SHORT EXERCISE: Please find every line in the records that contains the word "blue" and copy each one out. Case counts.

DATASET CONTENT:
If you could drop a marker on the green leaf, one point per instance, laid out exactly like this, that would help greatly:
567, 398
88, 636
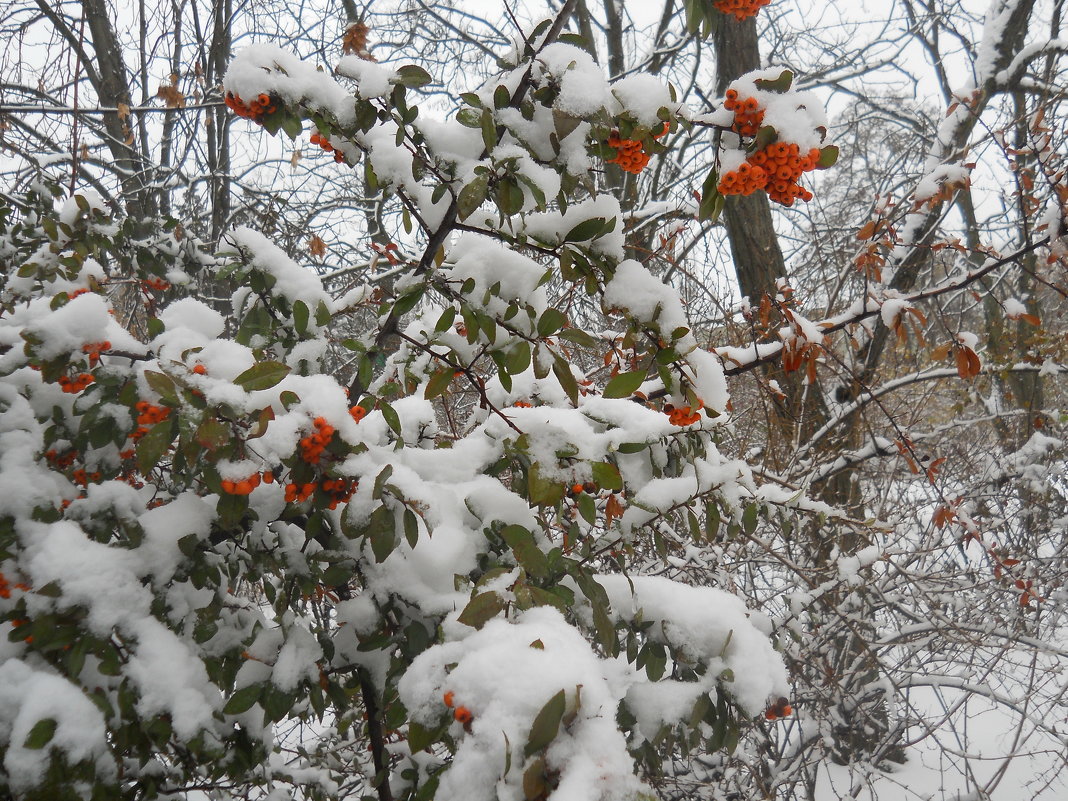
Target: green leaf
607, 475
412, 76
564, 123
300, 316
563, 372
407, 301
410, 528
390, 415
579, 336
41, 734
624, 385
540, 489
262, 376
472, 197
322, 314
711, 520
529, 555
550, 322
469, 118
518, 358
420, 737
546, 724
508, 197
782, 83
535, 786
501, 96
382, 534
586, 230
488, 130
483, 608
153, 445
242, 700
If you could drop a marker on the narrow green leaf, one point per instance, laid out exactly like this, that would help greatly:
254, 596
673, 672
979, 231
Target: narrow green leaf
412, 76
546, 724
563, 372
483, 608
586, 230
213, 434
262, 376
624, 385
301, 315
410, 528
152, 446
607, 475
782, 83
242, 700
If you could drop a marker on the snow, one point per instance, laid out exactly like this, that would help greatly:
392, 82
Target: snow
504, 674
642, 96
29, 695
372, 79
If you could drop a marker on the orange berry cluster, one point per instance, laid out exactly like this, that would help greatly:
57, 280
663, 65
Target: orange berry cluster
246, 486
784, 165
74, 386
147, 414
775, 169
749, 115
740, 9
255, 110
94, 349
313, 445
299, 492
684, 415
339, 490
460, 713
781, 708
628, 154
323, 142
743, 181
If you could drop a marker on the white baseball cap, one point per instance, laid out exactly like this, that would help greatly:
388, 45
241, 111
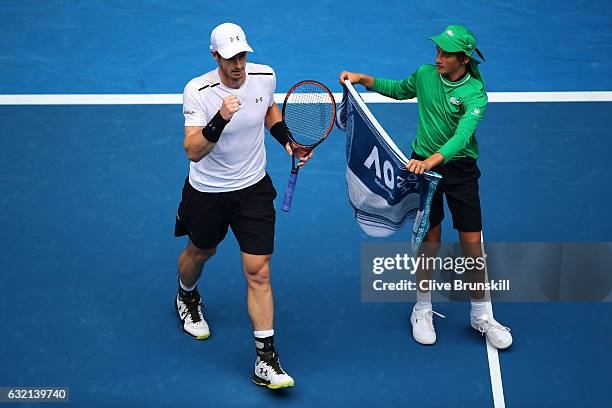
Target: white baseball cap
228, 39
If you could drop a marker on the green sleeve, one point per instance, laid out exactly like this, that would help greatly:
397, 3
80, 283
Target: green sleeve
404, 89
474, 111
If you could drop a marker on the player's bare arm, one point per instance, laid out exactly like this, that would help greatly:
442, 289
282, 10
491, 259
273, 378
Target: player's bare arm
196, 144
357, 78
274, 116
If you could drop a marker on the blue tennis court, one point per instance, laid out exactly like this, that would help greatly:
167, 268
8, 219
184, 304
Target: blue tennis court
90, 193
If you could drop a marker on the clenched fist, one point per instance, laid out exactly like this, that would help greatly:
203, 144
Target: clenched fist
230, 105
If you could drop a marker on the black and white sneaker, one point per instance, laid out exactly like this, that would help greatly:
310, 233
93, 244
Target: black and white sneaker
269, 373
189, 309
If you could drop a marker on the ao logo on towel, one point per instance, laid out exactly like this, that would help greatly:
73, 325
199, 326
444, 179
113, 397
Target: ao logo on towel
406, 182
387, 174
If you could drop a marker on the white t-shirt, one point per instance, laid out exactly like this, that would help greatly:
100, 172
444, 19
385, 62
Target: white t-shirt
238, 159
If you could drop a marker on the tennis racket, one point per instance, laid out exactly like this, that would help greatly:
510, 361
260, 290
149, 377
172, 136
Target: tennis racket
309, 111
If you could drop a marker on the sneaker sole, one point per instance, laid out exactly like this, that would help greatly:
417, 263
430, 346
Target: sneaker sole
422, 341
264, 383
487, 340
202, 337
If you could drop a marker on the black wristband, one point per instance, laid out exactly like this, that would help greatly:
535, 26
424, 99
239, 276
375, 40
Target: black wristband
212, 131
281, 132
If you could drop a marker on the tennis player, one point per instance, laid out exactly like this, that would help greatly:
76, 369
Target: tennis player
225, 113
451, 102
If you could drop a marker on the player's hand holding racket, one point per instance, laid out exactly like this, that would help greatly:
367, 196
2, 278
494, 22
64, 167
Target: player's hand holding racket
309, 111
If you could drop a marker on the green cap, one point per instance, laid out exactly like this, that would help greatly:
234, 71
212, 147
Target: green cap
456, 38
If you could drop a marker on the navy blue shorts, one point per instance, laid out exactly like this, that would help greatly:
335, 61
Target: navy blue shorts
250, 212
459, 185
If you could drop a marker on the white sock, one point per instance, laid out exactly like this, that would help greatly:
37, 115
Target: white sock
479, 308
262, 334
423, 301
185, 287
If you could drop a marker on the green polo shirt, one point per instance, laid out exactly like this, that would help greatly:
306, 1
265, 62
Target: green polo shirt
449, 112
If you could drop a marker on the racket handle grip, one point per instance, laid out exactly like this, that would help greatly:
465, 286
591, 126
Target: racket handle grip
289, 192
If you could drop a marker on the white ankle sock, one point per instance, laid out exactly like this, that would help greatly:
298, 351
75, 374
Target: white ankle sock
423, 301
479, 308
185, 287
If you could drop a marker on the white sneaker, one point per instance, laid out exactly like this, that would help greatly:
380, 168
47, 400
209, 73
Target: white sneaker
497, 335
422, 326
269, 373
189, 310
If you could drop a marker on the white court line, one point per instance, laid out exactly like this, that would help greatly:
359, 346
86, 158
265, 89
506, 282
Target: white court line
492, 354
368, 97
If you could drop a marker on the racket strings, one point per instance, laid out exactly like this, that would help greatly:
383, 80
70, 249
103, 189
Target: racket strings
309, 113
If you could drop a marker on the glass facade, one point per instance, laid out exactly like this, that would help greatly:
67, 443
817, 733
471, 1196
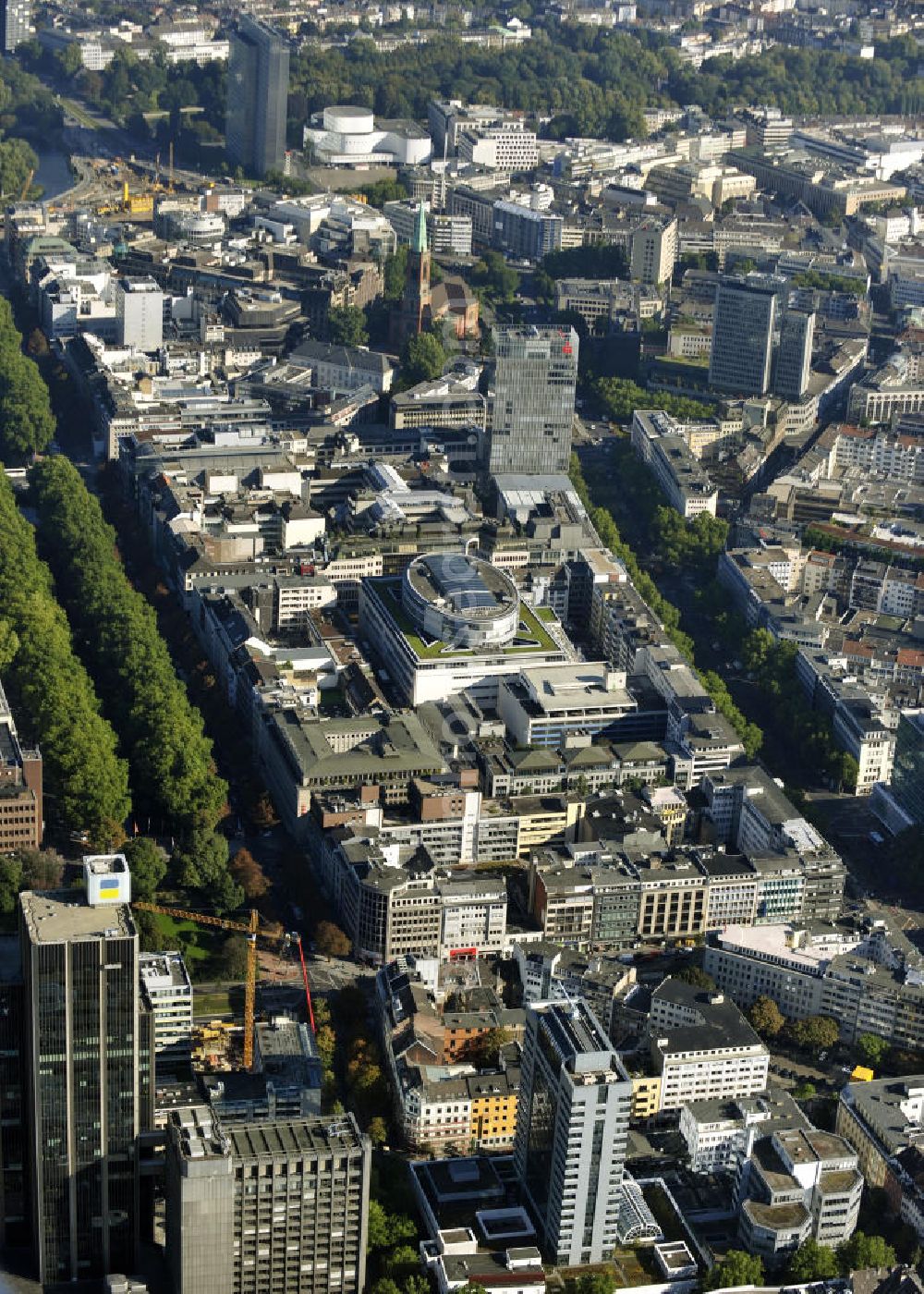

EXERCISE ANSWER:
If you could drop a marker on the blue tennis court, one point per instance, laid out exactly like this, that would help greatly:
Target: blue tennis court
If you could drop a marker on the navy blue shorts, one point per instance, laid out exactly like this, that would help greatly:
Target: navy blue shorts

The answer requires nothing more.